▶ _Provided passage_
************

But, on the other hand, it is of the nature of righteousness to disclose everything!  To bring it all into the light!  David, in his great confession of sin, said, “I acknowledge my sin unto Thee, and mine iniquity have I not hid.”  And it is a comfort to the righteous that sin and sinfulness isn’t concealed!  Job said:  “…I will not hide myself from Thee.”  The penitent, the poor in spirit, actually runs from that which is hidden to that which is revealed.

But, on the other hand, the Psalmist actually says that the revelation of God is hidden in his heart that he might not sin against God!  Now, this isn’t a hiding of the truth!  In other words, it is against all aspects of God’s Word for men to hide the truth from others.  But there is this aspect of “hiding” the Word in us clearly manifested in the pages of the Old Testament.

Now in the New Testament, there is this idea which we’ve found, in the parables of Christ, of leaven which is hidden and treasure which is hidden.  We’ve already seen that the concern of Matthew is the incomprehensible Divine secret, which, as we heard in chapter eleven, is hidden from the wise and revealed to babes.  And it seems as if the reception of the revelation of the mysteries of the Kingdom causes one to hide it again with great haste and excitement!  Not to make it a secret from others, but to glory in and delight in and to hold it in one’s self because of its great worth!  In other words, as the Psalmist said, to hide it in his heart that he might not sin against God.

But the origin of the hiding flows out of the Old Testament Scriptures, and it is God hiding the secrets of His Kingdom from the nation in rebellion!  The apostle Paul, who calls himself the steward of the mysteries of God, writes to the Church at Corinth, first letter chapter four, says this: 

 

“Therefore judge nothing before the time, until the Lord come, Who both will bring to light the hidden things of darkness, and will make manifest the counsels of the hearts; and then shall every man have praise of God.”

 

So it is God who has hidden the secrets of His Kingdom from those who have hidden their sin from Him!  Again, as Paul says to Timothy in chapter five of his first letter, “No evil can conceal itself from God.”  But the nation of Israel attempted in all of its folly, to conceal its rebellion from God!  In fact the leadership not only covered up its lawlessness, but it flaunted a false piety before Him!  That’s why Jesus called them hypocrites.  The Pharisees displayed their achievements, rather than their alms, prayer and fasting being in secret.

The rulers of Israel hid themselves from God, wrapping themselves in pseudo-religiosity; but Paul says in Colossians two, verse three that “in Christ are present all the hidden treasures of wisdom and knowledge.”  And then in chapter three he says, “For you are dead, and your life is hid with Christ in God.”

So the progress and process of the idea of “the hidden” is that fallen men try to hide from God; and that’s complete folly since nothing is hidden from Him.  And as a result God hides the truth from men.  But the mysteries concealed since the foundation are now manifested to the Gentile nations.  And as men apprehend those mysteries, they “hide” them for themselves as a precious treasure, as our new verse forty-four says.  And the “hiding” of it has to do with its holiness and separation, as God was hidden, or separate, from sinful creation!  So an apprehension of His Kingdom causes holiness and separation!

************

▶ _Provided records_
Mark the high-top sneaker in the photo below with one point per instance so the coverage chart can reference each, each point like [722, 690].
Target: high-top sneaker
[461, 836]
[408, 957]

************

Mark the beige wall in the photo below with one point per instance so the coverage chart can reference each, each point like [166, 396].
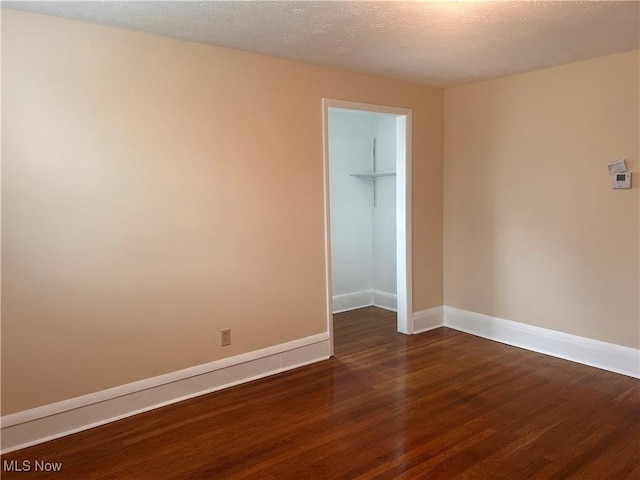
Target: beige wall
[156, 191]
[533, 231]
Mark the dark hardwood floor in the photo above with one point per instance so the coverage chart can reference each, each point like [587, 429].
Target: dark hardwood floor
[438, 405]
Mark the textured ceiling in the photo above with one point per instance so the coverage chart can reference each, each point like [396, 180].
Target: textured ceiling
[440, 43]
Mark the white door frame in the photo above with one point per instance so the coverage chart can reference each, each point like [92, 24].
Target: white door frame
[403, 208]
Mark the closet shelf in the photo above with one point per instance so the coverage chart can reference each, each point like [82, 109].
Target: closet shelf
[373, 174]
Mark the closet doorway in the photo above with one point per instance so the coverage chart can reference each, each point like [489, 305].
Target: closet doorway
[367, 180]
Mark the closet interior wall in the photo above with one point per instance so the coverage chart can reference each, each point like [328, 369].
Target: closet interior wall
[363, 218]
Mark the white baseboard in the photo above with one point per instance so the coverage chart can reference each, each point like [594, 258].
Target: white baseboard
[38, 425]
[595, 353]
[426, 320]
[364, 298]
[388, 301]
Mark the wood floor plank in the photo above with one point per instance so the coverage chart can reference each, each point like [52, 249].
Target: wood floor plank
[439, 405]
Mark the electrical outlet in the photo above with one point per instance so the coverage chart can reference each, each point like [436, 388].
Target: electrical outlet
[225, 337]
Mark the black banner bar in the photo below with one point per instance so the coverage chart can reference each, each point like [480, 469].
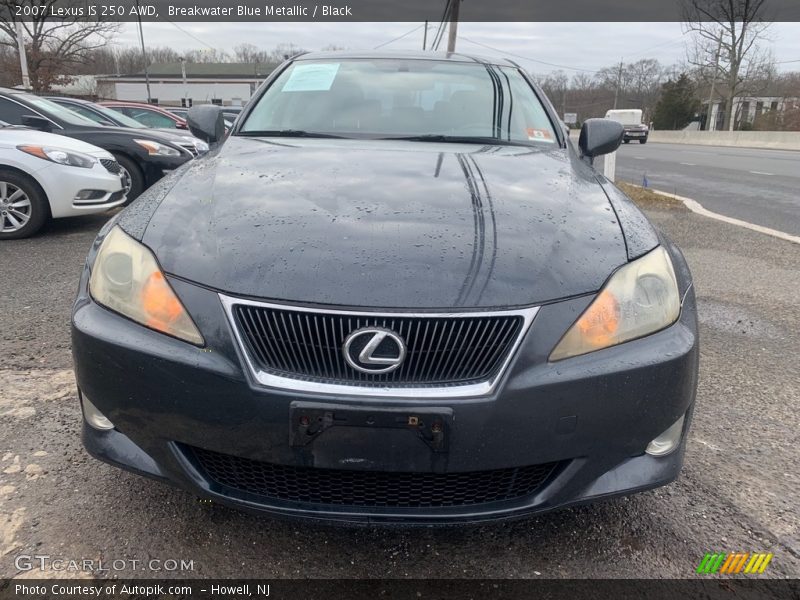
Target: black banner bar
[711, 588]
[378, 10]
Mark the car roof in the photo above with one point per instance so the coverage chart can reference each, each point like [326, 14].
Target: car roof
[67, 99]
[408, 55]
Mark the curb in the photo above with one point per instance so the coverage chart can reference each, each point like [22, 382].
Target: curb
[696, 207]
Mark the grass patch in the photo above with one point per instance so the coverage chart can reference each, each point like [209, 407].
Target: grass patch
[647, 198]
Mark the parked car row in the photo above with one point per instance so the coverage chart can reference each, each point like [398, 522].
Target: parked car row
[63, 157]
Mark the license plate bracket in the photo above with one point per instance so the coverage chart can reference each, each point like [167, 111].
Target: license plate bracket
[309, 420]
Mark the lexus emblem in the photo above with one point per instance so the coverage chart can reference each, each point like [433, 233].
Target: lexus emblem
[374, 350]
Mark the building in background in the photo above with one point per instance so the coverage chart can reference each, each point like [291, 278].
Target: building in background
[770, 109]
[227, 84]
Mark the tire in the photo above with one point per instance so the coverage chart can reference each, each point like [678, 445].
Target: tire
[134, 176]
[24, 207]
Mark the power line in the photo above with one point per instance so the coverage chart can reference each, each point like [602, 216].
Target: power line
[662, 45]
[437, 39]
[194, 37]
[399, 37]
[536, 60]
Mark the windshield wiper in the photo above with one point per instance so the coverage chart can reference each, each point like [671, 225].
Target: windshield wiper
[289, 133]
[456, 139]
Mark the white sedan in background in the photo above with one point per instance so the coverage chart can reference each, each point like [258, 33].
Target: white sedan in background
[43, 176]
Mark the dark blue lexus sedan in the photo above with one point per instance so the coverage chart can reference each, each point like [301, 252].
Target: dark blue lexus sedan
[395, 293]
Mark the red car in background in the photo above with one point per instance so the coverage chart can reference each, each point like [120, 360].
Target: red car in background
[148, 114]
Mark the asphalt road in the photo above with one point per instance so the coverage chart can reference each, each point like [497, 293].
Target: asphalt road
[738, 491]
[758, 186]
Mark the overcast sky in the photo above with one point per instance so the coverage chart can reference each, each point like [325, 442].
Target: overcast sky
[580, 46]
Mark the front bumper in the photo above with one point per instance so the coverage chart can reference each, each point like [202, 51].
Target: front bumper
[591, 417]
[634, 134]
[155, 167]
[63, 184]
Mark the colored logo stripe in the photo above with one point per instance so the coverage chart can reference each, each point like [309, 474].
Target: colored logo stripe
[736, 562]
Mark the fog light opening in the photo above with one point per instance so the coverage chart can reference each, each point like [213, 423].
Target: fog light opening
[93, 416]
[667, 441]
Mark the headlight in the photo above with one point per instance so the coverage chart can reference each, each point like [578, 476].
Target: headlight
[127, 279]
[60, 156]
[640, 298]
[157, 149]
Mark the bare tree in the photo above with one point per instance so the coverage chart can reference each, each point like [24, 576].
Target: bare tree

************

▶ _Stated exercise_
Return, verbatim, the portion of the passage on hiddenness and revelation from "Now in the New" to "sin against God.".

▶ _Solution for this problem_
Now in the New Testament, there is this idea which we’ve found, in the parables of Christ, of leaven which is hidden and treasure which is hidden.  We’ve already seen that the concern of Matthew is the incomprehensible Divine secret, which, as we heard in chapter eleven, is hidden from the wise and revealed to babes.  And it seems as if the reception of the revelation of the mysteries of the Kingdom causes one to hide it again with great haste and excitement!  Not to make it a secret from others, but to glory in and delight in and to hold it in one’s self because of its great worth!  In other words, as the Psalmist said, to hide it in his heart that he might not sin against God.